WHAT YOU HAVE TO DO:
Answer these questions using the details about the film The Seen and Unseen below.
(a) Who composed the film's music?
(b) How long is the film's running time?
(c) In which languages is the film?

QUOTED PASSAGE:
######

- Indonesian: Sekala Niskala
- Directed by: Kamila Andini
- Screenplay by: Kamila Andini
- Produced by: Gita Fara; Ifa Isfansyah;
- Starring: Ayu Laksmi; Ida Bagus Putu Radithya Mahijasena; Ni Kadek Thaly Titi Kasih; I Ketut Rina; Happy Salma; Gusti Ayu Raka;
- Cinematography: Anggi Frisca
- Edited by: Dinda Amanda; Dwi Agus Purwanto;
- Music by: Yasuhiro Morinaga
- Production companies: Fourcolours Films; Treewater Productions;
- Release dates: 16 September 2017 (TIFF); 8 March 2018;
- Running time: 86 minutes
- Country: Indonesia
- Languages: Balinese; Indonesian;

= The Seen and Unseen =

2017 film by Kamila Andini

The Seen and Unseen (Sekala Niskala) is a 2017 drama film directed and written by Kamila Andini.

######

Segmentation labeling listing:
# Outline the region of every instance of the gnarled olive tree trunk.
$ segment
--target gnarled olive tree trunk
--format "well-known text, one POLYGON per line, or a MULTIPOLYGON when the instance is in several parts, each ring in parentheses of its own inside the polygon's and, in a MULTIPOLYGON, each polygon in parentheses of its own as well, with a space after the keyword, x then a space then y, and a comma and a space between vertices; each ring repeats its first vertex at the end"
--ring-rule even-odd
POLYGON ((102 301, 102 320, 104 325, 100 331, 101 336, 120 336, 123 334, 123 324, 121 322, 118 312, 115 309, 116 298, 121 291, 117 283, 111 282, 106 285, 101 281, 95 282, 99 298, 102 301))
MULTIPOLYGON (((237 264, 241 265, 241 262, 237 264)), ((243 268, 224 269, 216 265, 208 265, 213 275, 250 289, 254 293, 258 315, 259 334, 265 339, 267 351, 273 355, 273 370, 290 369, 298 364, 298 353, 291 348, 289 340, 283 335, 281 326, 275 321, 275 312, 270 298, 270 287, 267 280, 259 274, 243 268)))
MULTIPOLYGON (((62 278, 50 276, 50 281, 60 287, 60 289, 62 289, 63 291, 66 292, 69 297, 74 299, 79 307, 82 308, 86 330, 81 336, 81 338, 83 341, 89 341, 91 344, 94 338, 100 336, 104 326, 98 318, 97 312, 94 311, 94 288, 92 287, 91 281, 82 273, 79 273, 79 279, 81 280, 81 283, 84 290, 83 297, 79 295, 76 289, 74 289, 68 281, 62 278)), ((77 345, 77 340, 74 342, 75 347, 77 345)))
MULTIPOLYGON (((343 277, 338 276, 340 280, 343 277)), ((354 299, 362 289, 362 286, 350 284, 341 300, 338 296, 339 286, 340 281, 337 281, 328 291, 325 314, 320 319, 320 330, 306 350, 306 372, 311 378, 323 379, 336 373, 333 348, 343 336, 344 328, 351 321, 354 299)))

######

OUTPUT:
(a) Yasuhiro Morinaga
(b) 86 minutes
(c) Balinese and Indonesian